**Record list**

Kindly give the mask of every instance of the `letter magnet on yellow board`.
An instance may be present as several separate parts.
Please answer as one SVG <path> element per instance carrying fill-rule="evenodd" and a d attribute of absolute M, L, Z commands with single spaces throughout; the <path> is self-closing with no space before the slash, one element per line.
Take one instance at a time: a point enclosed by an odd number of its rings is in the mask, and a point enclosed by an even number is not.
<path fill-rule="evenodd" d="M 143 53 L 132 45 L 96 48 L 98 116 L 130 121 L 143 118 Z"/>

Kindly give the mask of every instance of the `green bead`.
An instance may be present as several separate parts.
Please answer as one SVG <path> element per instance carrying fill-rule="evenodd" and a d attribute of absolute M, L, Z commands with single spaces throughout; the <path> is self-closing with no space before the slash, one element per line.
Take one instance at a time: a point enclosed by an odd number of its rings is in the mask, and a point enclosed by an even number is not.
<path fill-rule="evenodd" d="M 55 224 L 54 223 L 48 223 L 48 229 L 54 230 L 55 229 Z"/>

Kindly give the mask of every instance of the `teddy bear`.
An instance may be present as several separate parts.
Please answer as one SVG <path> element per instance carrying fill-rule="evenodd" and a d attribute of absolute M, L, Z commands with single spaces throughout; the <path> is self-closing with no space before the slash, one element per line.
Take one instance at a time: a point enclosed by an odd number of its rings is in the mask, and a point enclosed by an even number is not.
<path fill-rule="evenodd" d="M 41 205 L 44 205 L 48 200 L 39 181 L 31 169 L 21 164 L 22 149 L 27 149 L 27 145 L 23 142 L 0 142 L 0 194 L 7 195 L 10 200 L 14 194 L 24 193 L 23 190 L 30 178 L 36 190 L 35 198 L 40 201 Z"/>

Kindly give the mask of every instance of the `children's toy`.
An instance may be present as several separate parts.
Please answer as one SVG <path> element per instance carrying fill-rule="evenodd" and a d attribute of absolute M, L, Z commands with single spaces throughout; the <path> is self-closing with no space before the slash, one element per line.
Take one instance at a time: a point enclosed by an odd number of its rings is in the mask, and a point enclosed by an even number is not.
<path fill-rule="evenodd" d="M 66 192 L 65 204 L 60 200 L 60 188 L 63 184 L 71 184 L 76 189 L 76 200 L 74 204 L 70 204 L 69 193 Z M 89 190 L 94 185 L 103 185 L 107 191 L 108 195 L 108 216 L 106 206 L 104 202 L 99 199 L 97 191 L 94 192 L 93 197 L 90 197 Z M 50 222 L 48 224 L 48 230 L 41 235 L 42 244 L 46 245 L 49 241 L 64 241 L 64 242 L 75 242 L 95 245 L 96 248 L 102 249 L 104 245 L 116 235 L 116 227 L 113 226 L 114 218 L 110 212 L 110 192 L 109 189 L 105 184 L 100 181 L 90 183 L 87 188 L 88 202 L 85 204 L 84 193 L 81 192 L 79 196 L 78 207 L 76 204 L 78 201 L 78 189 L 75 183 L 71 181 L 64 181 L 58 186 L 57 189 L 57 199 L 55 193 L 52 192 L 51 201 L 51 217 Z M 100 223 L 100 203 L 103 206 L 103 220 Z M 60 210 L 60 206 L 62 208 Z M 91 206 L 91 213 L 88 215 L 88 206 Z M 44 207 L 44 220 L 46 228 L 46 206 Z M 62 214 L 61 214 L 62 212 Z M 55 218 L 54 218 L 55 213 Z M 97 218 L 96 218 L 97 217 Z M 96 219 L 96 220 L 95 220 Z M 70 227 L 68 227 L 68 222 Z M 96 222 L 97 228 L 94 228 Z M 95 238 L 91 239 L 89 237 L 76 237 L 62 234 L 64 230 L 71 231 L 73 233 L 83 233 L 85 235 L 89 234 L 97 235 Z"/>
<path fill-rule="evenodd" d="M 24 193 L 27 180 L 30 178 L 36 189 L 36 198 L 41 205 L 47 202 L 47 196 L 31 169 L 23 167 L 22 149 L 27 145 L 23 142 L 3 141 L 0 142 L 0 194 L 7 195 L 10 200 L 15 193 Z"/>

**What the task requires**
Repeat all four entries above word for word.

**Output below**
Kindly give the mask of every instance of the `letter magnet on yellow board`.
An instance may be present as several separate parts.
Please answer as one SVG <path> element per instance carrying fill-rule="evenodd" and a d attribute of absolute M, L, Z commands with single spaces throughout; the <path> is self-closing with no space before the slash, one element per line.
Take one instance at a time: a point enclosed by an odd number of its rings is in the mask, and a point enclosed by an even number is not.
<path fill-rule="evenodd" d="M 143 53 L 132 45 L 96 48 L 98 116 L 130 121 L 143 118 Z"/>

Kindly give the mask of every instance of the `green bead`.
An instance may be present as several separate parts.
Please answer as one SVG <path> element per instance carrying fill-rule="evenodd" and a d attribute of absolute M, L, Z commands with single spaces throughout; the <path> is self-closing with no space before the slash, one element per line.
Take one instance at a time: a point enclosed by an odd number of its rings is in the mask, and a point enclosed by an even number is not.
<path fill-rule="evenodd" d="M 55 224 L 54 223 L 48 223 L 48 229 L 54 230 L 55 229 Z"/>

Kindly give the mask of every instance of the `teddy bear`.
An instance may be present as several separate parts.
Please answer as one SVG <path> element per instance carrying fill-rule="evenodd" and a d attribute of absolute M, L, Z commands with single spaces throughout; the <path> is self-closing with no space before the slash, one element per line.
Take one instance at a time: a point enclosed by an odd number of its rings is in the mask, and a point enclosed by an even number is not.
<path fill-rule="evenodd" d="M 41 205 L 44 205 L 48 200 L 39 181 L 31 169 L 21 164 L 22 149 L 27 149 L 27 145 L 23 142 L 0 142 L 0 194 L 7 195 L 10 200 L 14 194 L 24 193 L 23 190 L 30 178 L 36 190 L 35 198 L 40 201 Z"/>

Kindly give the mask of every instance of the `children's toy`.
An instance may be present as several separate parts.
Please answer as one SVG <path> element per instance carrying fill-rule="evenodd" and a d attribute of absolute M, L, Z commands with single spaces throughout; the <path> is self-closing with no space before the slash, one element per line.
Take one instance at a time: a point enclosed by an odd number of its rings is in the mask, and a point enclosed by an even number is not.
<path fill-rule="evenodd" d="M 66 192 L 65 204 L 60 200 L 60 188 L 63 184 L 71 184 L 76 189 L 76 200 L 74 204 L 70 204 L 69 193 Z M 89 190 L 94 185 L 103 185 L 107 191 L 108 195 L 108 216 L 106 206 L 104 202 L 99 199 L 97 191 L 94 192 L 93 197 L 90 197 Z M 50 222 L 48 224 L 48 230 L 41 235 L 42 244 L 46 245 L 49 241 L 64 241 L 64 242 L 75 242 L 95 245 L 96 248 L 102 249 L 104 245 L 116 235 L 116 227 L 113 226 L 114 218 L 110 212 L 110 192 L 109 189 L 105 184 L 100 181 L 90 183 L 87 188 L 88 202 L 85 204 L 84 193 L 81 192 L 79 196 L 78 207 L 76 204 L 78 201 L 78 189 L 75 183 L 71 181 L 64 181 L 58 186 L 57 189 L 57 199 L 55 193 L 52 192 L 51 201 L 51 217 Z M 100 223 L 100 203 L 103 206 L 103 220 Z M 60 210 L 60 206 L 62 208 Z M 91 206 L 91 213 L 88 215 L 88 206 Z M 44 207 L 44 220 L 46 228 L 46 206 Z M 62 214 L 61 214 L 62 212 Z M 55 218 L 54 218 L 55 213 Z M 97 218 L 96 218 L 97 217 Z M 96 219 L 96 220 L 95 220 Z M 70 227 L 68 227 L 68 222 Z M 96 222 L 97 228 L 94 228 Z M 95 238 L 91 239 L 89 237 L 76 237 L 62 234 L 64 230 L 71 231 L 73 233 L 83 233 L 85 235 L 89 234 L 97 235 Z"/>
<path fill-rule="evenodd" d="M 24 193 L 27 180 L 30 178 L 36 189 L 36 198 L 41 205 L 47 202 L 47 196 L 31 169 L 23 167 L 22 149 L 27 145 L 23 142 L 3 141 L 0 142 L 0 194 L 7 195 L 10 200 L 15 193 Z"/>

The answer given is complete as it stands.